Instructions to follow: Please copy, exactly as they appear below, the lines from the one containing "Target: potted plant" through the one containing "Target: man standing".

Excerpted records:
┌────────

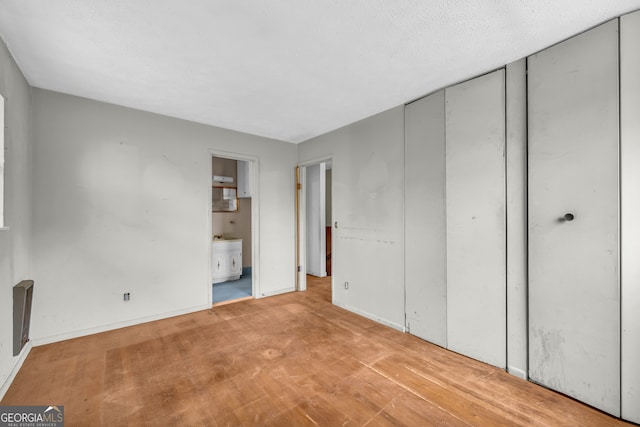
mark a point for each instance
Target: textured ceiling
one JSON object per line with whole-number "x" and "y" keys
{"x": 285, "y": 69}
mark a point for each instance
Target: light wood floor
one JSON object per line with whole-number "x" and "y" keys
{"x": 294, "y": 360}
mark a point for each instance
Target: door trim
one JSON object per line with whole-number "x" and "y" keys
{"x": 255, "y": 221}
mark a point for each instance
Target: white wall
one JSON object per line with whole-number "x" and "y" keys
{"x": 122, "y": 204}
{"x": 368, "y": 205}
{"x": 369, "y": 202}
{"x": 15, "y": 242}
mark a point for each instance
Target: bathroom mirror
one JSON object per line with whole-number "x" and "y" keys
{"x": 225, "y": 199}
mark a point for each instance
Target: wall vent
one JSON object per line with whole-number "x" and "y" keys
{"x": 22, "y": 297}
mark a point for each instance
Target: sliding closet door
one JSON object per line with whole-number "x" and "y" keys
{"x": 475, "y": 218}
{"x": 425, "y": 273}
{"x": 574, "y": 317}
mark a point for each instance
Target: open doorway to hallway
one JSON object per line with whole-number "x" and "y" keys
{"x": 315, "y": 218}
{"x": 231, "y": 240}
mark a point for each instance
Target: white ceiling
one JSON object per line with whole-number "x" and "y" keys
{"x": 284, "y": 69}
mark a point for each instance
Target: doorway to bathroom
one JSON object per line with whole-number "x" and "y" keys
{"x": 233, "y": 196}
{"x": 314, "y": 220}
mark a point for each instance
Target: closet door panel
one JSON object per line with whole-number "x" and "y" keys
{"x": 574, "y": 317}
{"x": 425, "y": 233}
{"x": 475, "y": 218}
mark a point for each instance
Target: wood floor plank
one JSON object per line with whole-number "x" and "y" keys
{"x": 292, "y": 359}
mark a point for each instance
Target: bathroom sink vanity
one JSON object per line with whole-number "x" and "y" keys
{"x": 227, "y": 260}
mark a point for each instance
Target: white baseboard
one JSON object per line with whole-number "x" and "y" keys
{"x": 277, "y": 292}
{"x": 517, "y": 372}
{"x": 21, "y": 358}
{"x": 373, "y": 317}
{"x": 118, "y": 325}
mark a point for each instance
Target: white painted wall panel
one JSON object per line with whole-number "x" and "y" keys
{"x": 122, "y": 204}
{"x": 425, "y": 235}
{"x": 15, "y": 241}
{"x": 368, "y": 203}
{"x": 574, "y": 298}
{"x": 517, "y": 218}
{"x": 476, "y": 228}
{"x": 630, "y": 213}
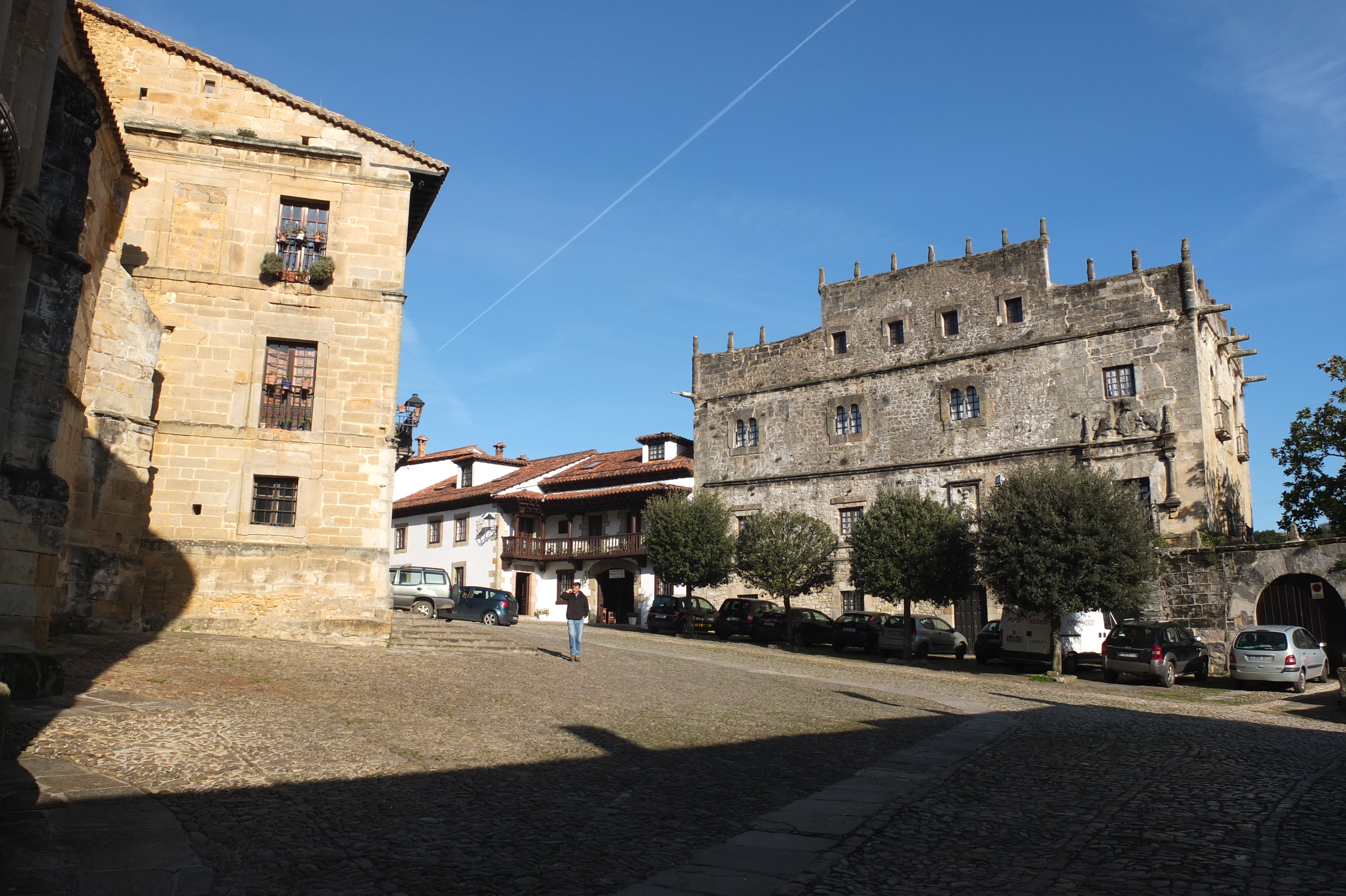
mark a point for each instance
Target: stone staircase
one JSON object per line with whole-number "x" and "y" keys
{"x": 413, "y": 632}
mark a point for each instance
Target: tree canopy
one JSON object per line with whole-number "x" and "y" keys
{"x": 1059, "y": 539}
{"x": 911, "y": 548}
{"x": 1314, "y": 459}
{"x": 787, "y": 555}
{"x": 688, "y": 540}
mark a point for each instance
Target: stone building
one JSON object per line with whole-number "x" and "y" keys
{"x": 535, "y": 527}
{"x": 947, "y": 376}
{"x": 225, "y": 415}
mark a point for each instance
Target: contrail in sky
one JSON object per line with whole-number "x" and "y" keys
{"x": 651, "y": 173}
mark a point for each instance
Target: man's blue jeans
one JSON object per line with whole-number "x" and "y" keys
{"x": 577, "y": 634}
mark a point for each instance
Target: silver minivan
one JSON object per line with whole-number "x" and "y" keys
{"x": 422, "y": 590}
{"x": 1281, "y": 655}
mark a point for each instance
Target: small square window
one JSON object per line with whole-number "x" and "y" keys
{"x": 849, "y": 519}
{"x": 1119, "y": 383}
{"x": 275, "y": 500}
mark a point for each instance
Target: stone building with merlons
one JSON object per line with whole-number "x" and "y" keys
{"x": 213, "y": 435}
{"x": 947, "y": 376}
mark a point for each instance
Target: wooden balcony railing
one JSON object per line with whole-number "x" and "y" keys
{"x": 579, "y": 548}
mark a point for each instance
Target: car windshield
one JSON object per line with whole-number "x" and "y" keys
{"x": 1134, "y": 636}
{"x": 1261, "y": 641}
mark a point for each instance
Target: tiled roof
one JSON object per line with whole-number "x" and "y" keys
{"x": 663, "y": 437}
{"x": 444, "y": 496}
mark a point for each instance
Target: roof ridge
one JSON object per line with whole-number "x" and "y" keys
{"x": 262, "y": 85}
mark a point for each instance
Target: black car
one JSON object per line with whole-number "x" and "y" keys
{"x": 990, "y": 641}
{"x": 858, "y": 630}
{"x": 738, "y": 614}
{"x": 810, "y": 626}
{"x": 1160, "y": 650}
{"x": 680, "y": 615}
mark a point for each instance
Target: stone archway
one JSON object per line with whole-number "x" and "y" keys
{"x": 1304, "y": 599}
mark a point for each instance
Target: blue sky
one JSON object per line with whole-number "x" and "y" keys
{"x": 902, "y": 124}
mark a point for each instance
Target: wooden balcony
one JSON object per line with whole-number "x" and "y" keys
{"x": 581, "y": 548}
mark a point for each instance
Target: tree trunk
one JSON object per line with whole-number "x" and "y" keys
{"x": 907, "y": 629}
{"x": 1056, "y": 645}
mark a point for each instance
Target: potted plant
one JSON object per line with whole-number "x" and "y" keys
{"x": 322, "y": 270}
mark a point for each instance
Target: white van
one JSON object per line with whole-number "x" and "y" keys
{"x": 1028, "y": 640}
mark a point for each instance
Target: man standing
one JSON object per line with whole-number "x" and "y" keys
{"x": 577, "y": 613}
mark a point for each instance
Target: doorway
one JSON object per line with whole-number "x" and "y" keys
{"x": 618, "y": 597}
{"x": 1310, "y": 602}
{"x": 524, "y": 593}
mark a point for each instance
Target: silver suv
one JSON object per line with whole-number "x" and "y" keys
{"x": 422, "y": 590}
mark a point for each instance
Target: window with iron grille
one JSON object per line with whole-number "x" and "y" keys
{"x": 301, "y": 236}
{"x": 1119, "y": 383}
{"x": 972, "y": 403}
{"x": 287, "y": 392}
{"x": 275, "y": 500}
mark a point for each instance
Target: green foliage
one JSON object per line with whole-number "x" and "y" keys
{"x": 1059, "y": 539}
{"x": 1313, "y": 459}
{"x": 690, "y": 542}
{"x": 911, "y": 548}
{"x": 322, "y": 270}
{"x": 787, "y": 555}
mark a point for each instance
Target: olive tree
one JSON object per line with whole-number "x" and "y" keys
{"x": 912, "y": 548}
{"x": 688, "y": 540}
{"x": 787, "y": 555}
{"x": 1059, "y": 539}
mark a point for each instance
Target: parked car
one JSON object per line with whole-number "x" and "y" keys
{"x": 929, "y": 636}
{"x": 1028, "y": 640}
{"x": 680, "y": 615}
{"x": 1161, "y": 650}
{"x": 858, "y": 629}
{"x": 422, "y": 590}
{"x": 1282, "y": 655}
{"x": 987, "y": 646}
{"x": 738, "y": 614}
{"x": 810, "y": 626}
{"x": 488, "y": 606}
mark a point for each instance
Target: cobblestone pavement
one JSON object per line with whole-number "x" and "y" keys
{"x": 314, "y": 769}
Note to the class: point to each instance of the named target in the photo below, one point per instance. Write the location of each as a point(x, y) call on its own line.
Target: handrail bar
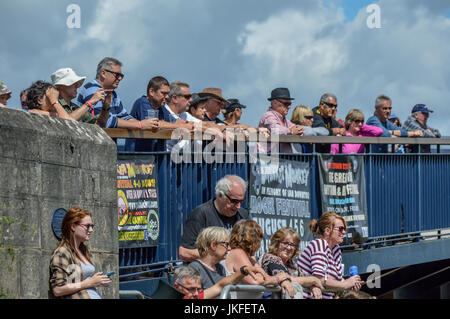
point(166, 134)
point(249, 288)
point(131, 293)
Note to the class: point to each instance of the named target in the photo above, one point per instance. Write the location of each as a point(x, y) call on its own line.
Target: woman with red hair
point(72, 273)
point(323, 258)
point(245, 240)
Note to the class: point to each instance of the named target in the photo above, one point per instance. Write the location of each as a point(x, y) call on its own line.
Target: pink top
point(366, 130)
point(277, 124)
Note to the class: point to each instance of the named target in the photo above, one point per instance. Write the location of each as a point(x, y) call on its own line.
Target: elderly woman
point(303, 115)
point(354, 124)
point(213, 244)
point(43, 98)
point(232, 112)
point(245, 240)
point(72, 273)
point(322, 257)
point(283, 249)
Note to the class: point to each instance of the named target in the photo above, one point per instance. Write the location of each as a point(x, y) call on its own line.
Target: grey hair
point(106, 64)
point(223, 186)
point(186, 271)
point(175, 89)
point(380, 98)
point(324, 98)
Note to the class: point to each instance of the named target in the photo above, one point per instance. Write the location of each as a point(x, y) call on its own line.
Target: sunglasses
point(192, 290)
point(341, 229)
point(225, 243)
point(331, 105)
point(116, 74)
point(235, 201)
point(186, 96)
point(285, 103)
point(285, 243)
point(87, 226)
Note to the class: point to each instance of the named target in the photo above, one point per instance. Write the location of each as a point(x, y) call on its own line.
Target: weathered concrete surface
point(45, 164)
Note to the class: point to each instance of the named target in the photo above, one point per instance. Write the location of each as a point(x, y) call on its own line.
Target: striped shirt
point(319, 260)
point(117, 110)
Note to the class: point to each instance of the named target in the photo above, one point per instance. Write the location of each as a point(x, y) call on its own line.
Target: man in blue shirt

└────────

Result of the task:
Target: potted plant
one JSON object per line with whole-number "x" and "y" keys
{"x": 322, "y": 270}
mark a point for each instance
Target: white van
one JSON object per line with whole-number "x" and "y" keys
{"x": 1028, "y": 640}
mark a point for each instance
Target: man standing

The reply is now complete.